[Dataset rows]
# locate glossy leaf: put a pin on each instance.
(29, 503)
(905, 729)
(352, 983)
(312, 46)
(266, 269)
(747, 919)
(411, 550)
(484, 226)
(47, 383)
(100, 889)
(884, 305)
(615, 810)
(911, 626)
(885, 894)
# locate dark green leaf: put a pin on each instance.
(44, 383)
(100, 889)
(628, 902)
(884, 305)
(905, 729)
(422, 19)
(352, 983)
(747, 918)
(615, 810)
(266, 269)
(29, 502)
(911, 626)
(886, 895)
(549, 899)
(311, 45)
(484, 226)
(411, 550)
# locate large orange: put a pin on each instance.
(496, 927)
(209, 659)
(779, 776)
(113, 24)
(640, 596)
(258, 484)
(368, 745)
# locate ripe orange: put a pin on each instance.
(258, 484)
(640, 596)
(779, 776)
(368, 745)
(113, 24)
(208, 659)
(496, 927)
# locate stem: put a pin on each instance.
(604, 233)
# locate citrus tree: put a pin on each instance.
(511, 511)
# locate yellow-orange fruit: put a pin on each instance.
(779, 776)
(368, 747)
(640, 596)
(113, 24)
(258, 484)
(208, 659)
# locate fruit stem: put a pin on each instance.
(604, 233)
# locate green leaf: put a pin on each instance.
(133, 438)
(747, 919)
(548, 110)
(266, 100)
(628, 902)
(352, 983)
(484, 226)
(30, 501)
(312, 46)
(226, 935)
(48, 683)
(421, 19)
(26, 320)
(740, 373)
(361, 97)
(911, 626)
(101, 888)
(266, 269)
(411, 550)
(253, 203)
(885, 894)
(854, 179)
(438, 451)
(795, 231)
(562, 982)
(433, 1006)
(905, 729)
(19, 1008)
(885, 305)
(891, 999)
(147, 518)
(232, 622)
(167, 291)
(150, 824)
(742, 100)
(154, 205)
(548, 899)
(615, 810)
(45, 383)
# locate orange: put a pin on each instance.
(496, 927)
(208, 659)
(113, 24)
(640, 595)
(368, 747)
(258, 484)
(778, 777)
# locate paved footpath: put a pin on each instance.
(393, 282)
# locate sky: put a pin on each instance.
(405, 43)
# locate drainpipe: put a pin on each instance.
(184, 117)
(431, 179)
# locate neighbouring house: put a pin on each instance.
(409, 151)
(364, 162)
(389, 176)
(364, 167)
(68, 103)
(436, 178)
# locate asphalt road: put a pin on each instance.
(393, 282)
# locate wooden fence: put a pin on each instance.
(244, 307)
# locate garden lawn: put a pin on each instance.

* **Task objective**
Rescale everything from the line containing "# locate sky: put a pin on each instance." down to the last line above by writing every one of those lines out again, including the lines without coordinates. Multiply each coordinate by 1.2 and round to whole numbers, with halves rounding up.

* **Expected answer**
# locate sky: put a pin on each instance.
(486, 52)
# locate drainpipe: put a pin on each instance.
(221, 140)
(517, 215)
# locate neighbouring house: put a pin on each instance.
(491, 181)
(437, 194)
(467, 211)
(437, 200)
(82, 124)
(523, 214)
# locate asphalt road: put a pin on each instance.
(472, 338)
# locate wooden fence: put a pin on each instance.
(293, 368)
# locate garden lawn: put a pin on each instance.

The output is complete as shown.